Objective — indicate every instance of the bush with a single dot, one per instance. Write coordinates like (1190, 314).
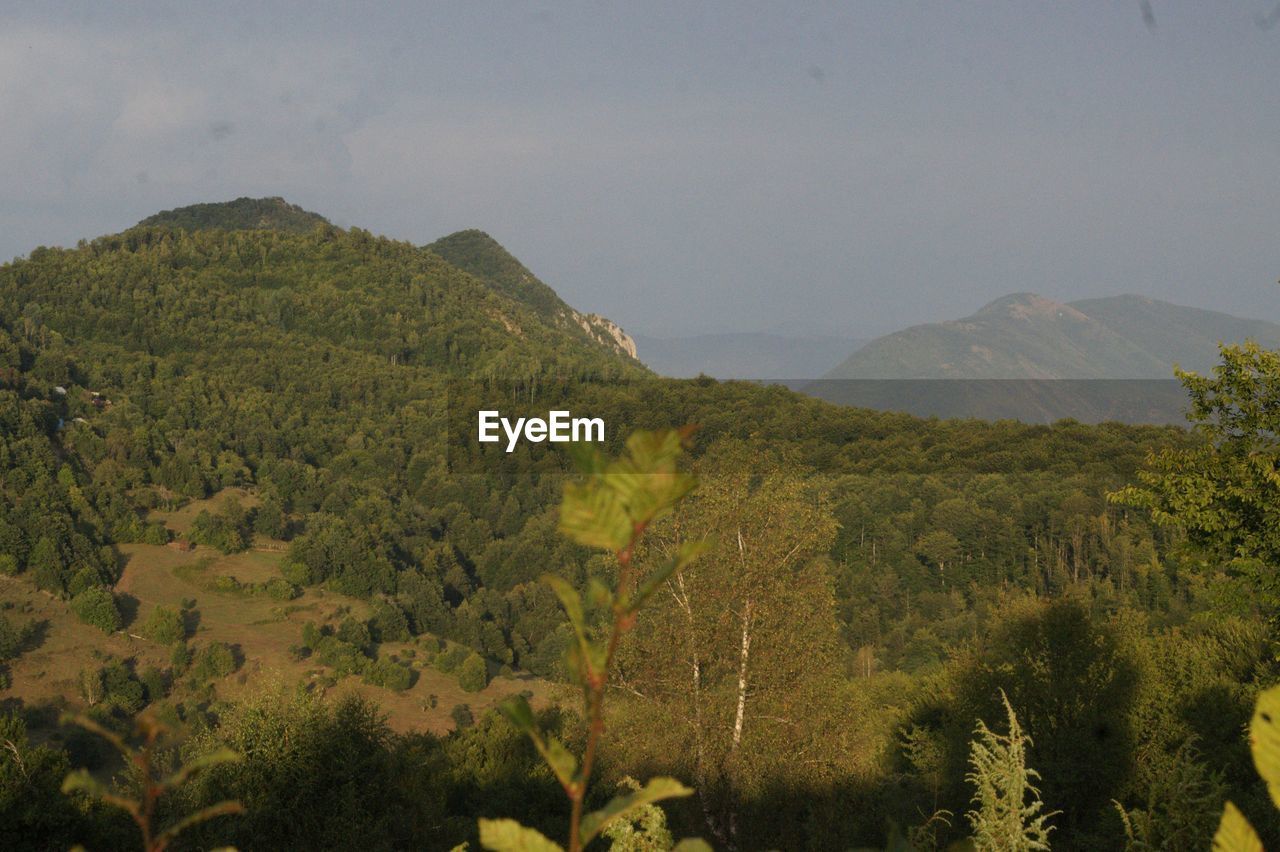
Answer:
(474, 674)
(355, 632)
(155, 683)
(97, 607)
(296, 573)
(215, 660)
(462, 717)
(179, 659)
(280, 589)
(391, 676)
(227, 583)
(343, 656)
(83, 580)
(388, 623)
(122, 690)
(155, 534)
(164, 626)
(449, 660)
(10, 640)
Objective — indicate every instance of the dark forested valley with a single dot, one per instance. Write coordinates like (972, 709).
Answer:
(233, 502)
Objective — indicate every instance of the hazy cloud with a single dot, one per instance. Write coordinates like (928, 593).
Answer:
(685, 168)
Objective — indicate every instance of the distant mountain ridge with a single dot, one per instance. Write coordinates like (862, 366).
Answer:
(748, 355)
(241, 214)
(1025, 335)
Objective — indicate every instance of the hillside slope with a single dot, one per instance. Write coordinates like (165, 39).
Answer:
(480, 255)
(265, 214)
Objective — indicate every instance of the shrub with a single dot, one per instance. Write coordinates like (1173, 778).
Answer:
(164, 626)
(227, 583)
(97, 607)
(296, 573)
(355, 632)
(83, 580)
(388, 623)
(280, 589)
(214, 660)
(155, 534)
(343, 656)
(449, 660)
(474, 674)
(123, 691)
(10, 640)
(155, 683)
(462, 717)
(391, 676)
(179, 659)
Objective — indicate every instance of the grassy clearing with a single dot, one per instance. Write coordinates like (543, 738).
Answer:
(260, 628)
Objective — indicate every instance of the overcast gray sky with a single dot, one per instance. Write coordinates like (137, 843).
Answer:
(688, 166)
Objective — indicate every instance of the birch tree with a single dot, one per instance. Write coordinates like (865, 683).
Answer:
(732, 659)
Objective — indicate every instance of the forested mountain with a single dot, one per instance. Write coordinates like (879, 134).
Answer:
(264, 214)
(1028, 337)
(480, 255)
(227, 485)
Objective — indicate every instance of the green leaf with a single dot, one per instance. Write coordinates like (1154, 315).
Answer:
(1265, 740)
(693, 844)
(685, 554)
(82, 782)
(594, 517)
(510, 836)
(657, 789)
(1234, 833)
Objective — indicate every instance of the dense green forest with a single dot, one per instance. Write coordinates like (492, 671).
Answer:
(891, 576)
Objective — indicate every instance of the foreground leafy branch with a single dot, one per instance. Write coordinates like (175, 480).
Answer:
(154, 786)
(1234, 833)
(611, 509)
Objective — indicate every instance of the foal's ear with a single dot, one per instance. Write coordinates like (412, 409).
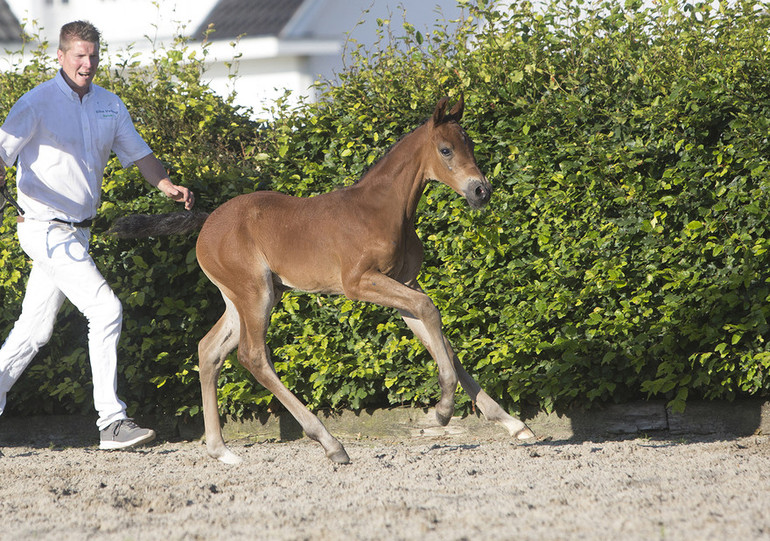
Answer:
(438, 114)
(456, 112)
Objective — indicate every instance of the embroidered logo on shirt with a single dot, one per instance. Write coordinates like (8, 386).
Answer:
(107, 113)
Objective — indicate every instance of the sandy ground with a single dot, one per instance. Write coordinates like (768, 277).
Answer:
(426, 488)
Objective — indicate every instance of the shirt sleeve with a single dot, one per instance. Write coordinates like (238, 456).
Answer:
(17, 130)
(128, 145)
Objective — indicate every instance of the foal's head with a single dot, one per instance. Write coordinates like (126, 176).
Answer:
(451, 159)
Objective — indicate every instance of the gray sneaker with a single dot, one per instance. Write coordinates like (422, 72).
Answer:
(124, 434)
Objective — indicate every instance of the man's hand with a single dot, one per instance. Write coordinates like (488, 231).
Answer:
(179, 194)
(153, 172)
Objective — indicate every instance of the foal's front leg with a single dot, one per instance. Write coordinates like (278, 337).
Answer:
(488, 406)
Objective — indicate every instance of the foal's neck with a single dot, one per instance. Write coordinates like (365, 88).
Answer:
(398, 179)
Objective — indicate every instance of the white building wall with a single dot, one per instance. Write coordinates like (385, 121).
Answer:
(311, 47)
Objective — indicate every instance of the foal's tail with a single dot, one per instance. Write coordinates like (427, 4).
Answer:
(157, 225)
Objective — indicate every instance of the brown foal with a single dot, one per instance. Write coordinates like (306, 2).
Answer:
(358, 241)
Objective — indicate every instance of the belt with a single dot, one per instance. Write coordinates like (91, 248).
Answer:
(84, 223)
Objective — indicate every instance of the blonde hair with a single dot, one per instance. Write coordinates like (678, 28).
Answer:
(78, 30)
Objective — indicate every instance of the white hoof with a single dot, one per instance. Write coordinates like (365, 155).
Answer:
(517, 429)
(228, 457)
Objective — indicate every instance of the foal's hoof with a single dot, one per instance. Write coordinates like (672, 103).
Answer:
(340, 456)
(444, 413)
(228, 457)
(524, 434)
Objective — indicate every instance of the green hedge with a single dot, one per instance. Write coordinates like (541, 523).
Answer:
(623, 255)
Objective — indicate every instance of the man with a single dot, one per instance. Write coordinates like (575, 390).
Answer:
(62, 133)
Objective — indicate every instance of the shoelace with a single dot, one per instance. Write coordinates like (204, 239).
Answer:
(129, 423)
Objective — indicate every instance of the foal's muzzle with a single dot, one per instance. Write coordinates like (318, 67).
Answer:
(478, 193)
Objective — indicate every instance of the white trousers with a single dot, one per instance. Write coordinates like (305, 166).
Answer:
(62, 267)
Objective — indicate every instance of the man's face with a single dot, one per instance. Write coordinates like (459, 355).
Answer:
(79, 64)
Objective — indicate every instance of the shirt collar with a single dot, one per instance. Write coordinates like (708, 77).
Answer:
(64, 87)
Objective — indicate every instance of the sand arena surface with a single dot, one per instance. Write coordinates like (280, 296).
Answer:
(447, 487)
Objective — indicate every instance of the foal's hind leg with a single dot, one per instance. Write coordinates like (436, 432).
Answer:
(255, 356)
(491, 409)
(212, 351)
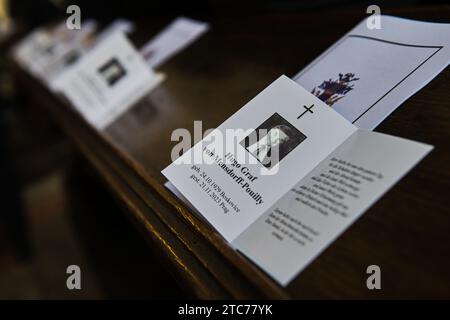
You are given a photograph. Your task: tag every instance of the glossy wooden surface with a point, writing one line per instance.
(406, 233)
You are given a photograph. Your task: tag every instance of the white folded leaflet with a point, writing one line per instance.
(49, 50)
(283, 213)
(177, 36)
(107, 81)
(368, 73)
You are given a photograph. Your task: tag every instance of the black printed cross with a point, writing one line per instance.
(307, 109)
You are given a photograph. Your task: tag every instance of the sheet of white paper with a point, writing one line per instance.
(177, 36)
(109, 79)
(119, 25)
(327, 201)
(367, 74)
(232, 195)
(48, 51)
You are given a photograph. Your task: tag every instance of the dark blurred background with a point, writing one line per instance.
(55, 210)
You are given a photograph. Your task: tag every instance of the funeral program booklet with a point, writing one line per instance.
(48, 51)
(109, 79)
(286, 174)
(369, 72)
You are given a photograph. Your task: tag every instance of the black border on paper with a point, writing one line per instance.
(385, 41)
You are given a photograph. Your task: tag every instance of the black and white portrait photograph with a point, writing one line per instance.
(273, 140)
(112, 71)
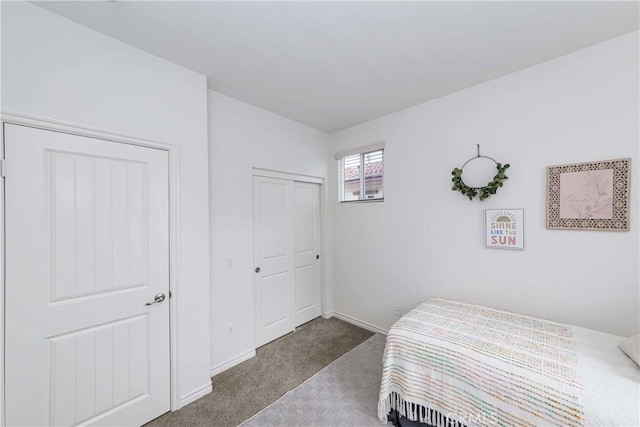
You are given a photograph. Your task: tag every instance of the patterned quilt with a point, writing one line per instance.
(480, 366)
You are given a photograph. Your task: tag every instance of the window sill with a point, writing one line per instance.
(347, 202)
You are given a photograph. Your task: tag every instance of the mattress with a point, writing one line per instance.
(610, 379)
(425, 357)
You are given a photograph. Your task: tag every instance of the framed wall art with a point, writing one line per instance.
(504, 228)
(589, 196)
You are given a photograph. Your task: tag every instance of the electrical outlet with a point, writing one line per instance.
(398, 310)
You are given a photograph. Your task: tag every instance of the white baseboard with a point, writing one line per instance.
(357, 322)
(230, 363)
(195, 394)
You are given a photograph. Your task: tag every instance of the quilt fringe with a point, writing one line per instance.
(413, 412)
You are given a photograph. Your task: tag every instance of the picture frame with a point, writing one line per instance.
(504, 228)
(589, 196)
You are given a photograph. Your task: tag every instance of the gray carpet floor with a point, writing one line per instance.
(343, 394)
(280, 366)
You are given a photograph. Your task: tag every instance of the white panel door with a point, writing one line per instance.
(307, 251)
(273, 258)
(86, 249)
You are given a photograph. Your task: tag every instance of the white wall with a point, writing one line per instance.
(56, 69)
(241, 137)
(426, 240)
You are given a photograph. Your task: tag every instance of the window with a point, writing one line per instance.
(361, 174)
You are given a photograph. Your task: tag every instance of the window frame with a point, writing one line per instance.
(361, 152)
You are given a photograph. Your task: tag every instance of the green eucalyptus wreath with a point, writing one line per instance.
(484, 192)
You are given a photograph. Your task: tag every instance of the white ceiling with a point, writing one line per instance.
(332, 65)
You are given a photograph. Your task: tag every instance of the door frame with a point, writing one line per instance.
(269, 173)
(91, 132)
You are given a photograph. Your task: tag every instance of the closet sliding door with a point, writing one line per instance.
(287, 275)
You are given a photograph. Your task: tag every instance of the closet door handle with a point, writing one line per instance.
(158, 298)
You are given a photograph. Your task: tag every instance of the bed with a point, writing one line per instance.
(448, 363)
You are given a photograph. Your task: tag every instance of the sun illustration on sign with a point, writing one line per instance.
(502, 216)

◆ WHAT IS REQUIRED
Quote only the lines from the one containing "the window frame" through the final line of the records, with both ends included.

◆ FINAL RESULT
You are given a photograph. Your task: tag every instance of the window frame with a point, writing one line per instance.
(361, 152)
You are given a photograph. Your task: tag every instance of the green eucalyptus wreath with a point, writing one line per instance.
(484, 192)
You are given a photograph. Your task: tag every instance of the white ceiling with a point, writing one line per instance.
(332, 65)
You are given a photograph. Your task: tag every instance of the door frame with a point, writing one line per instance.
(269, 173)
(91, 132)
You are given a photograph. Your task: tag every instance of the closet sliding door with a point, writing one line per instance.
(287, 275)
You are given a photograph. Your task: tag every instance of the closet door handle with a point, writing one line per instance.
(158, 298)
You are given a photograph. Your task: tag every instance of the bed with a point, writing one line per instance.
(448, 363)
You are given a photograph. Your task: tag every instance of the sun illustration on sign with a point, writing one line per instance.
(502, 216)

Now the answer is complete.